■ **Instructions to follow**: Copy the data below, starting with the line that contains "out the dancer's" and going on through the line that contains "[(136, 109)]", keeping every line's wording but leaving out the pictures. Multiply each answer coordinate by 1.35 and round it to a whole number, with halves rounded up, but leave the sample coordinates unchanged.
***** Record extracts
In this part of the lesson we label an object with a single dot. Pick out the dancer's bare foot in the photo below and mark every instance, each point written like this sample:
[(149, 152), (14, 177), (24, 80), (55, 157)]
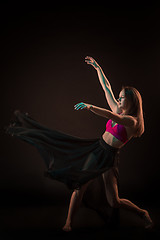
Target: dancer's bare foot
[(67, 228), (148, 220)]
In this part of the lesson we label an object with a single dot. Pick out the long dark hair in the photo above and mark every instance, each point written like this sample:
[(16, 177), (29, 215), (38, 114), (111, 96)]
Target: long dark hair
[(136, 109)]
**********
***** Record extracts
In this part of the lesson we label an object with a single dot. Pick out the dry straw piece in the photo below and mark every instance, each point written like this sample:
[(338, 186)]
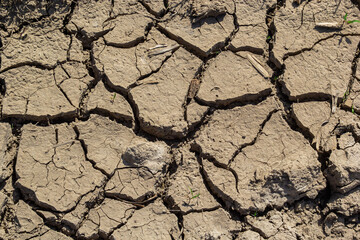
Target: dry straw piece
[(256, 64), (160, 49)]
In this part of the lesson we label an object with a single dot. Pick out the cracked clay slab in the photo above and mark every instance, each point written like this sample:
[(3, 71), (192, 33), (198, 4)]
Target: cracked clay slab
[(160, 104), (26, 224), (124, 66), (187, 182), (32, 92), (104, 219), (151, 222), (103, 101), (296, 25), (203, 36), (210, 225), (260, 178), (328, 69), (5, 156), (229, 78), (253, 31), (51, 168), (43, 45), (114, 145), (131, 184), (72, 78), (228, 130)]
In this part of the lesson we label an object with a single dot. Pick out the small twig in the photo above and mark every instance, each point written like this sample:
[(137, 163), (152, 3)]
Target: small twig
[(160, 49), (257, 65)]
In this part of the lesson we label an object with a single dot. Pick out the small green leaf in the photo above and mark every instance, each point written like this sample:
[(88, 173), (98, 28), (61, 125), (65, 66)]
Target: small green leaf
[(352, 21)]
**********
***** Record extracts
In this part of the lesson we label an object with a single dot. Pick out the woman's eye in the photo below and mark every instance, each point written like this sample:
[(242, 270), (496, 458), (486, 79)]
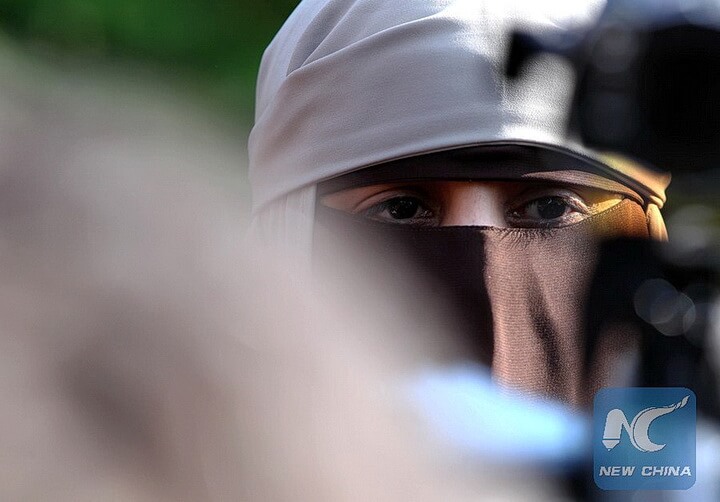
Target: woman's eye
**********
■ **Solution for this exercise**:
In this part of the lesson we label an object with a single dot. Pick out the dancer's bare foot in the photo below and mark every instance, each point written like this sample:
[(149, 152), (14, 177), (24, 80), (55, 157)]
Target: dancer's bare foot
[(90, 308), (200, 297)]
In this part of the lesson we label an object with a single dot. Pick out the long dark hair in the photo above and mark every instance, each point written like this sample:
[(16, 177), (29, 215), (38, 114), (111, 96)]
Target: long dark hair
[(184, 147)]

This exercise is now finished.